December 27, 2007 10:37 PM

achester99 said:

Powerful rebuttal, Josh, especially the MLK line.  Of course, most of the type of folks who populate FDD probably WOULD have argued that MLK's murderer represented the "real America" in 1968.  

(I stress that I do not mean the FDD guys themselves -- those neocons were good little civil rights Democrats back then.  But I'm talking about the right wing more generally.)

December 27, 2007 11:42 PM

boneill said:

You guys are right that radical Islam isn't perhaps the real Pakistan, at least no al-Qaeda.  But (and I didn't read his article) McCarthy is correct in the broader sense.  Benazir was killed by a country that is chaotic and violent and not a state in any real sense: it is a post-colonial, wholly invented cobbled-up gobbedlygook of equally random borders and violence.  Bhutto's life and death are a product of that.  So while McCarthy might be wrong in what he says is the real Pakistan, he isn't wrong in the main.

Also, the polls that have 63% supporting Pinky have to be taken with some context- the deep unpopularity of Musharaff, her very name, and the way Pakistan, like Israel, recycles through politicians, always forgetting the bad stuff they did last time in office.   Bhutto was not the choice of the brave lawyers and judges who stood for democracy.  They didn't like the power-sharing backroom deals she brokered with the general.   The people who stood for her weren't all standing for democracy.  They were standing for the exiled Bhutto heiress, the one whose destiny was always intertwined with her tragic land, perhaps at no other time so much as today.

.....

- **WORK INSTRUCTIONS**:
1. Arrange the listing, from the line with "point: brown wooden" through its final line, as a JSON list of strings with one string per line and blank lines omitted.
2. Pick up the comment thread on Bhutto's death after its last sentence and continue it.
The comment thread on Bhutto's death has no connection to the listing after it.

Dataset rows:
.....

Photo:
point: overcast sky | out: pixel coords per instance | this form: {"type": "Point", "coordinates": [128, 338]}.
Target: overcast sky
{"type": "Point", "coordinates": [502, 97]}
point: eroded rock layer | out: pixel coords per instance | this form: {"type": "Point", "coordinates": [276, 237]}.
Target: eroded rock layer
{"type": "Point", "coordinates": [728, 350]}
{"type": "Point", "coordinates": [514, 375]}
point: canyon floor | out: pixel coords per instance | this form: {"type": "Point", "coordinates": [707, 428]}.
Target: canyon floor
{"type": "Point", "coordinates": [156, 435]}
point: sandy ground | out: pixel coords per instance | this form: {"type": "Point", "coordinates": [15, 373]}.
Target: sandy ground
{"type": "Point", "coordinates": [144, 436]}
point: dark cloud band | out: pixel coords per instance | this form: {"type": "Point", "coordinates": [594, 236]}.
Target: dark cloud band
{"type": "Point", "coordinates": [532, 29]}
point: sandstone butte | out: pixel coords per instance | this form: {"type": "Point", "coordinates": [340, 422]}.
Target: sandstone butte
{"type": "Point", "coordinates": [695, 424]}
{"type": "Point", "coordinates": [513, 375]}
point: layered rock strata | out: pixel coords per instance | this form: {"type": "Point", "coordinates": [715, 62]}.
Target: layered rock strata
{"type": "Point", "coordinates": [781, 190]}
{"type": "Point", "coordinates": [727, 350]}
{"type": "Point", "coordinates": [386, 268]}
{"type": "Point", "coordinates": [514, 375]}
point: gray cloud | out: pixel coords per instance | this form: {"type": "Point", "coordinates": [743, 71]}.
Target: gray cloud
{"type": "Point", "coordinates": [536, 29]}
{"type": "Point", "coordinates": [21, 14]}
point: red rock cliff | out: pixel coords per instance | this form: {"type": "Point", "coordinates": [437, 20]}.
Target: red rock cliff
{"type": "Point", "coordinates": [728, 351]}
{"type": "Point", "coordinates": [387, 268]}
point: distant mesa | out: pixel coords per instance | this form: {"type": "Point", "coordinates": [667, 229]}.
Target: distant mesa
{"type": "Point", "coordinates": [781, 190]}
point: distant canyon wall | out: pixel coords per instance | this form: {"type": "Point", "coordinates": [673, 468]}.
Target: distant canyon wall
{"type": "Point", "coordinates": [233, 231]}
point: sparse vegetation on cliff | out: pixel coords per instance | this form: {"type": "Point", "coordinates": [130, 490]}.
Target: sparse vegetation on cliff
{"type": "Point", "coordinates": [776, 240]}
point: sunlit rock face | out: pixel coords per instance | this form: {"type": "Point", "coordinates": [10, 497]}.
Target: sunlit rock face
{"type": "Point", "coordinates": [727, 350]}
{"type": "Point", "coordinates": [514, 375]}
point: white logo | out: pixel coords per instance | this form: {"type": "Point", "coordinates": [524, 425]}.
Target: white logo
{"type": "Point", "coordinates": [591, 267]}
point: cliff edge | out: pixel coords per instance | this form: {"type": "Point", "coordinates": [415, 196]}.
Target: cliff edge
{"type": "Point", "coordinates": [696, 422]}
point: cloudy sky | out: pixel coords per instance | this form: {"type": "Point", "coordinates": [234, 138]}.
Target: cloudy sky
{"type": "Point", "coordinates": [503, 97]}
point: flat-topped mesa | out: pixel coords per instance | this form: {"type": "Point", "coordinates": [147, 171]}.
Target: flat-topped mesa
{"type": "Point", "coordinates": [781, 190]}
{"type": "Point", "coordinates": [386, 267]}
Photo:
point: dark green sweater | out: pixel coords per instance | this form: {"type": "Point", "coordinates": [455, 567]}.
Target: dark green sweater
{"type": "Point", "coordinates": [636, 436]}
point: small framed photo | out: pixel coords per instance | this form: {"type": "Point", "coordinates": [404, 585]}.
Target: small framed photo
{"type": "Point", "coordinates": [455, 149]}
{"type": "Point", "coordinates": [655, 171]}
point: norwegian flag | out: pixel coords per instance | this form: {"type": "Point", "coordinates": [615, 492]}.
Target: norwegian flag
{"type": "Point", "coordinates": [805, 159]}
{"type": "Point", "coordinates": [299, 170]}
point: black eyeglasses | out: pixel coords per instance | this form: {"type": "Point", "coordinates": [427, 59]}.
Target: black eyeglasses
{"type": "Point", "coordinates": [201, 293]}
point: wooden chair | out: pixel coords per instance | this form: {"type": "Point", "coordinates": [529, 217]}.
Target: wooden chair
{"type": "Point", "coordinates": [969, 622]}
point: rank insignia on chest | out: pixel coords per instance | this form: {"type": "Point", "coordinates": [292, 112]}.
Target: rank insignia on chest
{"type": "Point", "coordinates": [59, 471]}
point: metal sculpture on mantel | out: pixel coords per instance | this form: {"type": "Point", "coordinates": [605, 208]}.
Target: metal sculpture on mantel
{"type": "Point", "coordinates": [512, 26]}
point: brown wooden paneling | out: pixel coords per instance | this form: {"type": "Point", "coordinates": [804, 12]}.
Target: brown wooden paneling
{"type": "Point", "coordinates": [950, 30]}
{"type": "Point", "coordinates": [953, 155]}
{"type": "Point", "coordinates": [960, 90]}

.....

- **TASK-BY-TASK ANSWERS**:
1.
[
  "point: brown wooden paneling | out: pixel coords per instance | this form: {\"type\": \"Point\", \"coordinates\": [804, 12]}.",
  "Target: brown wooden paneling",
  "{\"type\": \"Point\", \"coordinates\": [950, 30]}",
  "{\"type\": \"Point\", \"coordinates\": [953, 155]}",
  "{\"type\": \"Point\", \"coordinates\": [960, 90]}"
]

2.
December 28, 2007 1:26 AM

jm_rice said:

Of course McCarthy is right, that the real Pakistan killed Bhutto, just like the real France killed Jaurès and the real Germany killed Rathenau.  Democracy is the result of a civil society, not the cause.  Pakistan is nowhere near being a civil society, hence democracy there is the pipe dream of fatuous Western pundits.  Whether one calls it jihadist or not, and regardless of faction, Pakistan, since its inception, has been a society of murder, terrorist sympathies, corruption, anti-humanism, tribalism, vendetta and nuclear banditry.  Until Pakistan and other Muslim countries shed their barbarity -- which may be never, given the mindset which Islam articulates and justifies -- they will continue to devour their own, and Muslim democracy will remain an oxymoron.

December 28, 2007 2:00 AM

rozenson said:

jm_rice, given that the massive demonstrations against Musharraf's government last month were not perpetrated by al Qaeda, but by Pakistani liberals, wouldn't you say that it's at best misleading to say that the real Pakistan is a "society composed of murder terrorist sympathies, corruption, anti-humanism, tribalism, vendetta, and nuclear banditry"? Bhutto's supporters, and even those of Sharif, are not al Qaeda.

Instead of giving a monolithic and just blatantly untrue picture of Pakistani society, why not actually try and remember what this whole mess is about? Musharraf didn't want to relinquish power, so he purged the judiciary, shut down the media, and blocked political dissent. In other words, he was making a mockery of Pakistan's limited democracy and Bhutto's movement (quite a popular one) sought to rectify this. How is this "barbarity"?

Muslim democracy is possible (and already exists, in Turkey) under the right conditions. Al Qaeda is masterful at undermining these conditions, but they are not the "real Pakistan." How can you simply ignore the fact that the Pakistani Islamists are polling at 4%?

December 28, 2007 3:40 AM

citizenghost said:

So George W. Bush polls at 9% in Pakistan?  Well, when you think about it, that's really not too bad.  

He doesn't poll much better here.

December 28, 2007 6:45 AM

drdannyu said:

bone, you really should read the McCarthy article.  Much as it pains me to say this, the National Review has some really good pieces about Pakistan in the wake of the Bhutto assassination.

And rozenson, Turkey is not a Muslim democracy.  It is a secular democracy with a majority Muslim population.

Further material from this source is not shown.